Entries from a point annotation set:
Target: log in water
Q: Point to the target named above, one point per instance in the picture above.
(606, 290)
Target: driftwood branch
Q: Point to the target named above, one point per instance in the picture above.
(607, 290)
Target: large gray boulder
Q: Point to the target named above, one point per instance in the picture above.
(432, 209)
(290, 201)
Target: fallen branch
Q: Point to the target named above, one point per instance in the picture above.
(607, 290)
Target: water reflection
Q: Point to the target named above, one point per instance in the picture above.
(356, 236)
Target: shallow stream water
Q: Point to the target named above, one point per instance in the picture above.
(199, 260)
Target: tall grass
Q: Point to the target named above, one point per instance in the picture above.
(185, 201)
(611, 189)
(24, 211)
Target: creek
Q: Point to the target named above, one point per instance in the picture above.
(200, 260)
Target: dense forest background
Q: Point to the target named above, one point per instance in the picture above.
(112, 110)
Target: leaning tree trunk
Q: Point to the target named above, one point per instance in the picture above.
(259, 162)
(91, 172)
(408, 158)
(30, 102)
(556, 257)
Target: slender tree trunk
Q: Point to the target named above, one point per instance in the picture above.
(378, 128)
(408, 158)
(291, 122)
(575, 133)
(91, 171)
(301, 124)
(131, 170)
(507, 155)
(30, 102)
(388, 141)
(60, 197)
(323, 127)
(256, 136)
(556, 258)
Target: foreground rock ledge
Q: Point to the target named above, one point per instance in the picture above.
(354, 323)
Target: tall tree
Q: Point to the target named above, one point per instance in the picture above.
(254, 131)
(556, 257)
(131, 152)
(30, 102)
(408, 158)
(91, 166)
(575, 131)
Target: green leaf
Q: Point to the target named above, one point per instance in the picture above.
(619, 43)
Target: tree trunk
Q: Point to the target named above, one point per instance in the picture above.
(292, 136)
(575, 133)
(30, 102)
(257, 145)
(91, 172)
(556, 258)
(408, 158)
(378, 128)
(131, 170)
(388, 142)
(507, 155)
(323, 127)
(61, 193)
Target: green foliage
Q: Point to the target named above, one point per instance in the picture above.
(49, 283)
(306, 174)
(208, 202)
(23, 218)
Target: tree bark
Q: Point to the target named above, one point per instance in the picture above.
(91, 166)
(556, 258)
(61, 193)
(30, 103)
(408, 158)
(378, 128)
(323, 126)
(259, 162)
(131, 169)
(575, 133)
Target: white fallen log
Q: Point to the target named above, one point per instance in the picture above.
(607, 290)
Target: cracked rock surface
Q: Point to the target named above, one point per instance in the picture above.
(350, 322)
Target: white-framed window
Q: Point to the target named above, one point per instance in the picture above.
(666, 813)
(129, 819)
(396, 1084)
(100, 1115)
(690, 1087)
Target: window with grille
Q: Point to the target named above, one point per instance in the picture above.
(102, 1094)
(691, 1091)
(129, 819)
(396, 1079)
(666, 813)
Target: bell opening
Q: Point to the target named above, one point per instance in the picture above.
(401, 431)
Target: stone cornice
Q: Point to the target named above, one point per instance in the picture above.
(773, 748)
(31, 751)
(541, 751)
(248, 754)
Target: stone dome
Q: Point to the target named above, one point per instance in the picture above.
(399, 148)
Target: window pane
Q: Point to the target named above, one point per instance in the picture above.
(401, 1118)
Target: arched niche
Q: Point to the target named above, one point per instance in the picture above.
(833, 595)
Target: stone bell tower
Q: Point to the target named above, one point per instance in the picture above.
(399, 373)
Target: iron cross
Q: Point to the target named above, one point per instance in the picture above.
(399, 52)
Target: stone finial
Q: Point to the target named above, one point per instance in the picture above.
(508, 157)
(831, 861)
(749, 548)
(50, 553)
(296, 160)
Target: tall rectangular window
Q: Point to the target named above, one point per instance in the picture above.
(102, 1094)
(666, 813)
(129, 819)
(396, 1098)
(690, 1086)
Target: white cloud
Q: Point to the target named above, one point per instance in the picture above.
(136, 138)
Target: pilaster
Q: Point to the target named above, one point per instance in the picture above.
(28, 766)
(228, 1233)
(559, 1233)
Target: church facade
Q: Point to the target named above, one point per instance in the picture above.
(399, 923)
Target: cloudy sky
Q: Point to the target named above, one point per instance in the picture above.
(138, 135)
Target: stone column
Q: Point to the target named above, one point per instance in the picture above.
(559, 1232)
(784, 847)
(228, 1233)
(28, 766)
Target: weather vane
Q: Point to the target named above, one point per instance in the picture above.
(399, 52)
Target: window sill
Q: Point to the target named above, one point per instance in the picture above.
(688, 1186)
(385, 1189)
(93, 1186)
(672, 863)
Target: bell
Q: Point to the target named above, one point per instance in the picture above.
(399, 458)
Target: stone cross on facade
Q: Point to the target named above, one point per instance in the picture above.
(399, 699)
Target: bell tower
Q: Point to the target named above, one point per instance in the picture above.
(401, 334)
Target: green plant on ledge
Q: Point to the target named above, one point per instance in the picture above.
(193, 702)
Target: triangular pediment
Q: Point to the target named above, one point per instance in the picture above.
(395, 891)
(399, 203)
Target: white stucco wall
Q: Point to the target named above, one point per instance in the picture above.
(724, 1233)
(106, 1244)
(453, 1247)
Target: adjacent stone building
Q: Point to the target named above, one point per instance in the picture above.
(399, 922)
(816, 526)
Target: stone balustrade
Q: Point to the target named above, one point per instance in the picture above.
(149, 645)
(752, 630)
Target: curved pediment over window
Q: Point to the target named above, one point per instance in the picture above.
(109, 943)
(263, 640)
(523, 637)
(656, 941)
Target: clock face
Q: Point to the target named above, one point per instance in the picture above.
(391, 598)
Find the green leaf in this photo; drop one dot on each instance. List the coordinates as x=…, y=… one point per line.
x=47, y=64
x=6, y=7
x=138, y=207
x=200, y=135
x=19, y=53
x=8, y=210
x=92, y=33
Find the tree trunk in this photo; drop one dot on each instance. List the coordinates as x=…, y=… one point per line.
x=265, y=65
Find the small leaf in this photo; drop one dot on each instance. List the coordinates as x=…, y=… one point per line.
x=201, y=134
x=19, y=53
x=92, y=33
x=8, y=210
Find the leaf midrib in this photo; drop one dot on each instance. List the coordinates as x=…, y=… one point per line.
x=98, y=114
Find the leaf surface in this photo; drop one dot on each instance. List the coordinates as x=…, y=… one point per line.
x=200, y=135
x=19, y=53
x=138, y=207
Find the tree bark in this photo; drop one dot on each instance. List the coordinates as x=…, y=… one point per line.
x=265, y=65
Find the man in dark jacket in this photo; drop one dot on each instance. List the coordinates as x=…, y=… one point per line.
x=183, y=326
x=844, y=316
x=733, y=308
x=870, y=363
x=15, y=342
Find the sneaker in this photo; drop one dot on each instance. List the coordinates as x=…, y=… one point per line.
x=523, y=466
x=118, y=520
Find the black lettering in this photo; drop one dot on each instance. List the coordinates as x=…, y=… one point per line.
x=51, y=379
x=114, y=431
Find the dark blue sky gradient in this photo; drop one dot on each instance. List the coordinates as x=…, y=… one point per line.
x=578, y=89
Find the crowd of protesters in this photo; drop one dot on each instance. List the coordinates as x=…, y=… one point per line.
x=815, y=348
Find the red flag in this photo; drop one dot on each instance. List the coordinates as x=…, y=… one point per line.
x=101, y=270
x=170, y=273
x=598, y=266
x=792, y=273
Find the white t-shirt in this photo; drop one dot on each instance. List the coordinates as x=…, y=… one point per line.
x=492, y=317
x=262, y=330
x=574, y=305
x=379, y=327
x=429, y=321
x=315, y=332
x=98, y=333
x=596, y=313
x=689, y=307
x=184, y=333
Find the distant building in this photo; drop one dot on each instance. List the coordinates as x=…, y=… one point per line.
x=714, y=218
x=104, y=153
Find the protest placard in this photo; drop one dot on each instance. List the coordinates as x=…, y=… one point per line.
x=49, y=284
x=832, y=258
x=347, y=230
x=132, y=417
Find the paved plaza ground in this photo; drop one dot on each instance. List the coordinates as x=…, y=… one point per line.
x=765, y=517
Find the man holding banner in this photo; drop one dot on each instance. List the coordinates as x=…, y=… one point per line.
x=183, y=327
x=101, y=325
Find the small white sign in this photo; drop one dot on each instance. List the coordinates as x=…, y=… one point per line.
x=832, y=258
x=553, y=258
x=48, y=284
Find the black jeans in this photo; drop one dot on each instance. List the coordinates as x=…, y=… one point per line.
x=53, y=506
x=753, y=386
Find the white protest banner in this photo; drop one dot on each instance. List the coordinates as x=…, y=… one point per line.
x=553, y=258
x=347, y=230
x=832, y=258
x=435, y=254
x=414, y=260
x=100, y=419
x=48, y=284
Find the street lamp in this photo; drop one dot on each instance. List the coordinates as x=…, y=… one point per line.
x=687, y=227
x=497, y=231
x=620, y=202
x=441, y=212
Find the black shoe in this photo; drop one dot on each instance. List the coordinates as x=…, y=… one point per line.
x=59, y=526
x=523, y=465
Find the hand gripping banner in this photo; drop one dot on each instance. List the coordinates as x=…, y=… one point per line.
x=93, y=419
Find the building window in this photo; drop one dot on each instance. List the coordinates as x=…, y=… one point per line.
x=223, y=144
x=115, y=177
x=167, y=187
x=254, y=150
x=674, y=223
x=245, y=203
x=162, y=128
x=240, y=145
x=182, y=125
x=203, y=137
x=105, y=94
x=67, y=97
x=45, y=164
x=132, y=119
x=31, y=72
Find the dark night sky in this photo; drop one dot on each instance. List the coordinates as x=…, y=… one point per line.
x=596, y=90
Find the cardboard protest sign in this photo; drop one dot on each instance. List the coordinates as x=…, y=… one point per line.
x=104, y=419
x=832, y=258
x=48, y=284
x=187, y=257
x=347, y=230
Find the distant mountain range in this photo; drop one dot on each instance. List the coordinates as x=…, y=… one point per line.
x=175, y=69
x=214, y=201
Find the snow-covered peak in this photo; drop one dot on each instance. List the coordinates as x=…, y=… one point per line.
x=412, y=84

## What you will do
Return precisely the lines of the records, starting with the line that holds "Find the dark night" and ending with the last one.

## Task solution
Find the dark night sky in this photo; drop one dot on each instance. List the coordinates as x=…, y=… one point per line.
x=596, y=90
Find the cardboard protest sign in this photo; drop one dot on each instance. List the coordinates as x=…, y=… one point per line.
x=104, y=419
x=832, y=258
x=48, y=284
x=187, y=257
x=347, y=230
Find the distant mountain range in this photo; drop one dot on each instance. List the coordinates as x=…, y=… one point per line.
x=175, y=69
x=214, y=201
Find the snow-covered peak in this photo; drop one dot on each instance. List the coordinates as x=…, y=… one point per line.
x=412, y=84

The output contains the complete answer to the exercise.